Problem statement.
Pick out every line in the data below that contains the word "cliff".

Rows from a box labeling dataset
>> Start
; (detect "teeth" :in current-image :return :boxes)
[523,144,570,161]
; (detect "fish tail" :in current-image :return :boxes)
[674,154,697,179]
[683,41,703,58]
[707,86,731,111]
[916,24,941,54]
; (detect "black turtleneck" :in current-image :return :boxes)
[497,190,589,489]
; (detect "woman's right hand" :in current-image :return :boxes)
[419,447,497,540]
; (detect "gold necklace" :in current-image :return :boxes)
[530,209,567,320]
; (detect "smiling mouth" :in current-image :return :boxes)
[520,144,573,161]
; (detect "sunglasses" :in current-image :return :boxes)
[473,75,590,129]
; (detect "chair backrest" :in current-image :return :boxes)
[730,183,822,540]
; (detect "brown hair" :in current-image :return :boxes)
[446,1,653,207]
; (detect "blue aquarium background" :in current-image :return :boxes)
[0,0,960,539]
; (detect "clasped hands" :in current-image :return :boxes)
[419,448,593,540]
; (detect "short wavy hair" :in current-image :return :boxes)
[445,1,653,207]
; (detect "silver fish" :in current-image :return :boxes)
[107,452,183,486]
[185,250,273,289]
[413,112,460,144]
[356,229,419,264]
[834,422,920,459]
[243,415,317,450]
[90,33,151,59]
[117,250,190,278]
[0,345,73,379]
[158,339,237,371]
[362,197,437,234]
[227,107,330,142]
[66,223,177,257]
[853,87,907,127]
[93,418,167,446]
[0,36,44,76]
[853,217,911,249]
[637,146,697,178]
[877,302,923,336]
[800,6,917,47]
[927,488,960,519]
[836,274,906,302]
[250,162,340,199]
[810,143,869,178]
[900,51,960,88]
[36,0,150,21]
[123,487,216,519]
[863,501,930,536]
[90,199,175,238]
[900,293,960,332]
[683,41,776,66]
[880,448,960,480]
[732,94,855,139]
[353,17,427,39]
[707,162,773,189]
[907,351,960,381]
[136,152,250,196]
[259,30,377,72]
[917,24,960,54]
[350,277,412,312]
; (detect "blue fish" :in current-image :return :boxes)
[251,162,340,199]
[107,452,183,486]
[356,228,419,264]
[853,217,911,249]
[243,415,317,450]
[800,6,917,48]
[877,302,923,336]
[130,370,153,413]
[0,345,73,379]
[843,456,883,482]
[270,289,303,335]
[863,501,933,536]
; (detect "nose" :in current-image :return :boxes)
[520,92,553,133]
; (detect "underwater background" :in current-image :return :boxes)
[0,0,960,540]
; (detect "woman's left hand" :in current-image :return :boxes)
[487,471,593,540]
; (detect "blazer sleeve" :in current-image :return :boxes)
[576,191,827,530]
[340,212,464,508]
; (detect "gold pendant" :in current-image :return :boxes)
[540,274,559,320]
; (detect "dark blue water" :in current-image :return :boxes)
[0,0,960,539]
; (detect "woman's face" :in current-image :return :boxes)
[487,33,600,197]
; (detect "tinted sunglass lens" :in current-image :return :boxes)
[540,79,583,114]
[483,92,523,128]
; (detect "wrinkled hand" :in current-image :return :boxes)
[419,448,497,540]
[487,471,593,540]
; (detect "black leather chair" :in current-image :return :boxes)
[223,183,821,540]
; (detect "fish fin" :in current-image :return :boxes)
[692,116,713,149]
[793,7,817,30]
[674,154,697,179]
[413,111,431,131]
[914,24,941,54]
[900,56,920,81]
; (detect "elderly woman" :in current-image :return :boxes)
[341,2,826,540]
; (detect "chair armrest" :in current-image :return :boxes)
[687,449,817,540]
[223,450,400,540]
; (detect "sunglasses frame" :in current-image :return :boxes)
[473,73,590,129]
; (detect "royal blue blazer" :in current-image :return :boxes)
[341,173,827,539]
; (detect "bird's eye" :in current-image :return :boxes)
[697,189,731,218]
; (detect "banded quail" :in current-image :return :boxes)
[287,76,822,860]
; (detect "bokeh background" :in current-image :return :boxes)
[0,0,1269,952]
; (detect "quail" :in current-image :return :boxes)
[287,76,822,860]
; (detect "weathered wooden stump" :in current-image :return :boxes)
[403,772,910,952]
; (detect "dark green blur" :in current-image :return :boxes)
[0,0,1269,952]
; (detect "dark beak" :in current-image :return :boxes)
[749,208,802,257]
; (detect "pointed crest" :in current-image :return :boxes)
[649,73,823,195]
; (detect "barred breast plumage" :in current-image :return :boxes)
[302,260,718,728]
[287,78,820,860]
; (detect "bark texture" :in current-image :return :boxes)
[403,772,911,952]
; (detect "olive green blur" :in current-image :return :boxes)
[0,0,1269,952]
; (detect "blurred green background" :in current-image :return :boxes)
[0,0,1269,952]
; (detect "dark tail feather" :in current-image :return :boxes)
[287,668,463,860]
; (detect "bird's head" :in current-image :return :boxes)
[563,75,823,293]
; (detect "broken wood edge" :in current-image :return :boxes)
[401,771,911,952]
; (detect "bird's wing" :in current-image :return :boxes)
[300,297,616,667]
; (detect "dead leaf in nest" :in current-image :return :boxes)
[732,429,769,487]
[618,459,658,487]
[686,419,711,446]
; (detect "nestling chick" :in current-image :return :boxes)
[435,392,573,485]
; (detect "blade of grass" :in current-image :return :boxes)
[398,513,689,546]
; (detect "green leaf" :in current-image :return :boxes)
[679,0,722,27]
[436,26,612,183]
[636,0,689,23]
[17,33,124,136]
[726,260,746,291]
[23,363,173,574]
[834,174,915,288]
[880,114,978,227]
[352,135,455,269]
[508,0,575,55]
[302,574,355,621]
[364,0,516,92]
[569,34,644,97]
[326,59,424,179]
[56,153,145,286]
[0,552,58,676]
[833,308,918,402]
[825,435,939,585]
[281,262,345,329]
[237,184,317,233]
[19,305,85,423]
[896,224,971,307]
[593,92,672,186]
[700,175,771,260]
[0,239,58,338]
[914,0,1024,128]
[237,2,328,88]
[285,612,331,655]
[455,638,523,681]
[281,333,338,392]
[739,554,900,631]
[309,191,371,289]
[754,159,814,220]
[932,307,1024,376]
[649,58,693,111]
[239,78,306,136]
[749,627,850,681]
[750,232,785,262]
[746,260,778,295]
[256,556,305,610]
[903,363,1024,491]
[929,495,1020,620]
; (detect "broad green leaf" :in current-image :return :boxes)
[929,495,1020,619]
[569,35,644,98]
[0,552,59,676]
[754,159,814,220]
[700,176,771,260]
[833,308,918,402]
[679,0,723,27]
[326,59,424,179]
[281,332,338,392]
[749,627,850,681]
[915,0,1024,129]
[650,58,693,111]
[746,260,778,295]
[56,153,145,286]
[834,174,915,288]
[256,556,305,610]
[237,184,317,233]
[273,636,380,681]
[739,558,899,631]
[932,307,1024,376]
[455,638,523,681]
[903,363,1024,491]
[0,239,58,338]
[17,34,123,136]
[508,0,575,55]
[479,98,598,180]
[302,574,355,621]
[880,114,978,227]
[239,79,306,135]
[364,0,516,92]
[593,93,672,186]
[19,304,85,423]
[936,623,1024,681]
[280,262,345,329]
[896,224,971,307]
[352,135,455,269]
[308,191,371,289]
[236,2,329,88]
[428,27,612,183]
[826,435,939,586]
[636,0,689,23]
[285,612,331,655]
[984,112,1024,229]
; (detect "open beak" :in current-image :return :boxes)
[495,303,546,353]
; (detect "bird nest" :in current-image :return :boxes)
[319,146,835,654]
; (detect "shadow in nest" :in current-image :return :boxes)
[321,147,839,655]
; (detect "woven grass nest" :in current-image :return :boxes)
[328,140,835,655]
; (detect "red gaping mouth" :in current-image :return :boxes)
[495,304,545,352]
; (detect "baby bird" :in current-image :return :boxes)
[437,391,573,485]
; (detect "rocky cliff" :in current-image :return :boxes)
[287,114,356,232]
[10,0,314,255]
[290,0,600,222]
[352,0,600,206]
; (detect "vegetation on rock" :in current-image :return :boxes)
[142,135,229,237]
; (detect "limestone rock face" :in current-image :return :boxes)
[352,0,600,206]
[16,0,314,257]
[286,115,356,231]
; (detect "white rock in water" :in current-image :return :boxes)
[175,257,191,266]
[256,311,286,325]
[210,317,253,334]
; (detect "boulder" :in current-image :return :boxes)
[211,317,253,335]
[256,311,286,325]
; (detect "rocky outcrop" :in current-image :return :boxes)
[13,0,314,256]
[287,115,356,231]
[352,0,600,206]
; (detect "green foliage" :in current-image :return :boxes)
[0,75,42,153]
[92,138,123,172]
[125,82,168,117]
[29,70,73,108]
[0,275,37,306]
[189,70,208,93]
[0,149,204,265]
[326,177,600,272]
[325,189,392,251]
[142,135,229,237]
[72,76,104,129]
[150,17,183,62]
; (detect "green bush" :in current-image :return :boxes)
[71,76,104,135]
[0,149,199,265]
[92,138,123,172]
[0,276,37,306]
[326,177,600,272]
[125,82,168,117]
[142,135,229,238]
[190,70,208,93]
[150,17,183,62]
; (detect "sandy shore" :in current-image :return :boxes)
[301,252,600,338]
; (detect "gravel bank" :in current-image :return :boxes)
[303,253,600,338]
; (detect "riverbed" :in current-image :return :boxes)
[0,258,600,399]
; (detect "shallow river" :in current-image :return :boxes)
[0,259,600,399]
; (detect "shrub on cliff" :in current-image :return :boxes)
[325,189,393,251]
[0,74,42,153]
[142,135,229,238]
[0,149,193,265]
>> End
Answer for the task.
; (detect "rocky cliff" :in current-image :return :boxes)
; (detect "shrub on cliff" :in current-image :return :boxes)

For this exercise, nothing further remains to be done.